In many ways, 2022 has not been a bad year for women in the Gulf region. Most recently, many female fans cheered on their favorite teams at the soccer World Cup – live in the stadiums in Qatar.

Yet Saudi Arabia, Qatar and the United Arab Emirates often continue to discriminate against women as second-class citizens. Discrimination is based on an authoritarian guardianship system that is often not modified or only partially modified, strict laws against so-called “disobedience” and rules to restrict the rights of unmarried women. An overview of the status of women’s rights in the Gulf.

As early as April 2016, Crown Prince Mohammed bin Salman (MbS) launched a societal and economic restructuring of the country called “Vision 2030”. Since then, the situation for women has changed significantly – for the better as well as for the worse.

Example: Activists such as Lujain al-Hathloul were imprisoned for three years for campaigning for women’s right to obtain a driver’s license. Nevertheless, their commitment bore fruit: in 2018, the relevant legislation was changed. According to the market research company Statista, more than 175,000 women in the capital Riyadh alone applied for a driver’s license within a year and a half.

Other laws have also been changed since 2018. Women can now apply for a passport without the consent of their male guardians and at least go to the cinema or to pop concerts with friends.

“And yet the system of repression is still in place,” said Lina al-Hathloul, sister of women’s activist Lujain al-Hathloul and head of the communications and monitoring team at London-based human rights organization ALQST.

Because of the male guardianship system, girls and women are still dependent on the consent of their male guardians for most decisions, the activist complained to DW.

If they do not meet the expectations of their guardians – fathers, husbands, brothers or even sons – they could be sent to special homes indefinitely, reports Lina al-Hathloul.

In addition, in three judgments in different cases this year, Saudi courts gave at least a glimpse of major differences in the criminal treatment of men and women.

In January 2022, for example, a court in Medina sentenced the citizen Yasser M., who had verbally molested a woman, to eight months in prison and a fine of the equivalent of 1,265 euros. Yasser M. was one of the first cases to be convicted after Saudi sexual harassment laws were tightened in 2019. But compared to the punishments that Saudi women received for so-called opinion crimes, the punishment for the man officially convicted as a harasser seems rather mild.

In contrast, in August of the same year, a court sentenced 34-year-old doctoral student Salma al-Shehab to a whopping 34 years in prison. Just a month later, a judge even sent another citizen of the country, Nourah bint Saeed al-Qahtani, to prison for 45 years. The offense of the two: They had retweeted human rights calls.

“People react to such decisions with fear. They no longer know where the red lines are drawn,” al-Hathloul told DW.
···
What to do:
A) According to the article on women's rights in the Gulf, what prison sentence did Salma al-Shehab receive?
B) Extend the article on women's rights in the Gulf, picking up right after its final sentence.
The listing has nothing to do with the article on women's rights in the Gulf.

Material:
···
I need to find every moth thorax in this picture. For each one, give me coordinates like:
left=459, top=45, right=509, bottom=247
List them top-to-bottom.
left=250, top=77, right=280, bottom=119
···
Outputs by task:
A) 34 years in prison.

B)
In general, the emancipation efforts of the past four years have not achieved anything close to what Saudi women were really striving for. “We want to live without fear and be able to demand our own rights,” says the women’s rights activist.

“In the past year, Saudi women activists have faced very harsh legal consequences. You don’t see anything similar in the United Arab Emirates (UAE),” Julia Legner, a Berlin-based human rights adviser in Saudi Arabia and the Gulf region, told DW.

In fact, many activists attest the UAE a comparatively positive balance when it comes to women’s rights: After courts comprehensively revised the legal basis for women’s rights between 2015 and 2021, the UAE are now considered comparatively liberal in terms of women’s social participation, especially among women entrepreneurs.

This year’s Gender Gap Report by the World Economic Forum even put the UAE in the top spot within the Arab world.

However, according to human rights activist Legner, there are numerous contradictions. “This propaganda for women’s equality stands in stark contrast to the real existing laws, which ensure, for example, that women whose guardians do not want to allow them certain things have no chance of getting out of this situation.”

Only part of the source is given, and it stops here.